• [BLOCCO DI TESTO]
Such Brave Girls – La tragica ed esilarante assurdità di una famiglia disfunzionale
La tragica ma esilarante assurdità di Such Brave Girls – la sitcom britannica vincitrice del BAFTA 2024 come Miglior Scripted Comedy, realizzata per la BBC Three e in parte prodotta anche da A24 – non potrebbe essere più evidente già a metà del suo primo episodio quando, in un’automobile parcheggiata all’esterno di una libreria, Josie (Kat Sandler, anche creatrice dello show) è in preda al panico all’idea di dover ritornare a lavoro e si sfoga con la madre e la sorella dicendo loro con fare concitato: «Do other people really just walk around pretending they are absolutely fine when everything in their head is on fire? I genuinely think I’d rather be dead than if I’ve got to spend the rest of my life smiling and pretending like I’m someone else». Lo sguardo di disapprovazione della madre Deb (Louise Brealey, la Molly Hooper di Sherlock) ci viene mostrato farsi sempre più duro attraverso lo specchietto retrovisore finché l’inquadratura si allarga all’improvviso e ci rivela la sorella minore Billie (Lizzie Davidson, sorella di Kat Sandler anche nella vita reale), seduta nel sedile posteriore e anch’ella in attesa di essere accompagnata alla ludoteca dove lavora che – vestita da strega e con la faccia dipinta di verde – senza staccare gli occhi dal suo cellulare intima risoluta a Josie: «Get out of the fucking car».
Definita dalla sua creatrice come una “family sitcom about trauma”, la serie è ispirata per molti versi alle difficoltà affrontate durante il lockdown dalle due sorelle protagoniste (Kat Sadler a causa dei suoi problemi di salute mentale e dei suoi tentativi di suicidio, mentre Lizzie Davidson a causa di un grave indebitamento) e segue nei suoi sei episodi le a dir poco disfunzionali vicende di questa singolare famiglia composta da tre donne molto differenti accumunate da un legame di sangue, ma soprattutto da un trauma comune: l’abbandono da parte del padre delle ragazze avvenuto dieci anni prima che – dopo essersi allontanato con il pretesto di andare a comprare delle bustine da tè – non ha più fatto ritorno a casa, lasciando per giunta alla moglie un enorme debito da sanare.
Such brave girls riflette dunque e innanzitutto sul trauma, sulle sue conseguenze e su quanto quest’ultimo possa incidere e trasformare le persone definendo anche profondamente la loro identità; nel primo episodio infatti, discutendo sul diverso rapporto di ognuno con il trauma, Josie dirà «I guess we just have to remember that most people aren’t wet for trauma like we are», «But trauma‘s all we’ve got» le verrà risposto con semplicità disarmante da Billie.

• [AZIONI RICHIESTE]
1 - Secondo il testo su Such Brave Girls, quale premio ha vinto la serie?
2 - Indica se ciascuna affermazione concorda con il testo su Such Brave Girls, citando le parole decisive: (a) la serie conta sei episodi; (b) Billie lavora in una libreria; (c) il padre delle ragazze se n'è andato cinque anni prima.
3 - Scrivi, per favore, il seguito del testo su Such Brave Girls, a partire dopo la sua ultima frase.
Il materiale che segue è indipendente dal testo su Such Brave Girls.

• [DATI MOSTRATI]

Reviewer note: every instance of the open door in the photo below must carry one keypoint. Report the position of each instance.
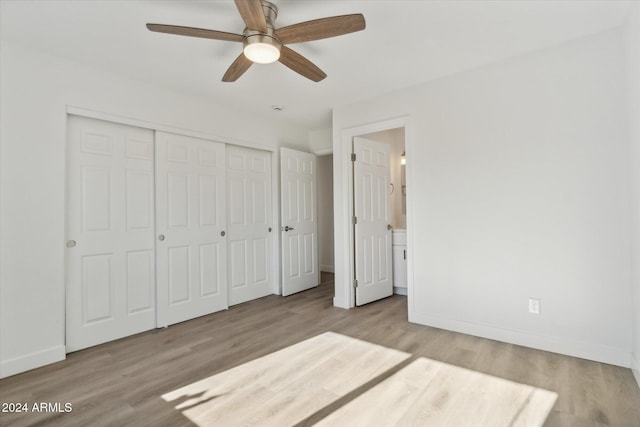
(299, 221)
(372, 222)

• [RISPOSTE FORNITE]
1 - Il BAFTA 2024 come Miglior Scripted Comedy.

2 -
(a) Sì: «segue nei suoi sei episodi».
(b) No: «in attesa di essere accompagnata alla ludoteca dove lavora».
(c) No: «l’abbandono da parte del padre delle ragazze avvenuto dieci anni prima».

3 -
Diametralmente opposte eppure incredibilmente simili, le due sorelle protagoniste sembrano essere state segnate allo stesso modo dall’abbandono della figura paterna, ma vi hanno reagito in maniera del tutto differente: la fragile e impacciata Josie è ancora alla ricerca di sé stessa («Finding yourself is hard. That’s why I’ve been on this gap year for so long» dirà ad un certo punto), si rifiuta di venire a patti con la sua queerness ed è ossessionata dai suoi problemi di salute mentale mentre la (apparentemente) molto sicura di sé Billie è intrappolata in un discutibile tira e molla con il fidanzato Nicky (Sam Buchanan) che si limita ad usarla per i suoi traffici illeciti di droga entrando e uscendo dalla sua vita di continuo (d’altronde, «drug dealer who looked like he wanted to hurt me» è per sua stessa ammissione esattamente il suo tipo). La disillusa e al contempo delirante madre Deb, invece, è chiaramente priva degli strumenti necessari per occuparsi delle sue due complicate figlie e, nel tentativo di risolvere i problemi economici lasciati dal marito, è all’affannosa ricerca di accaparrarsi un uomo che possa prendersi cura della sua famiglia e che sembra aver trovato nello strambo vedovo Dev (Paul Bazely) di cui non è innamorata, ma che possiede un’enorme casa.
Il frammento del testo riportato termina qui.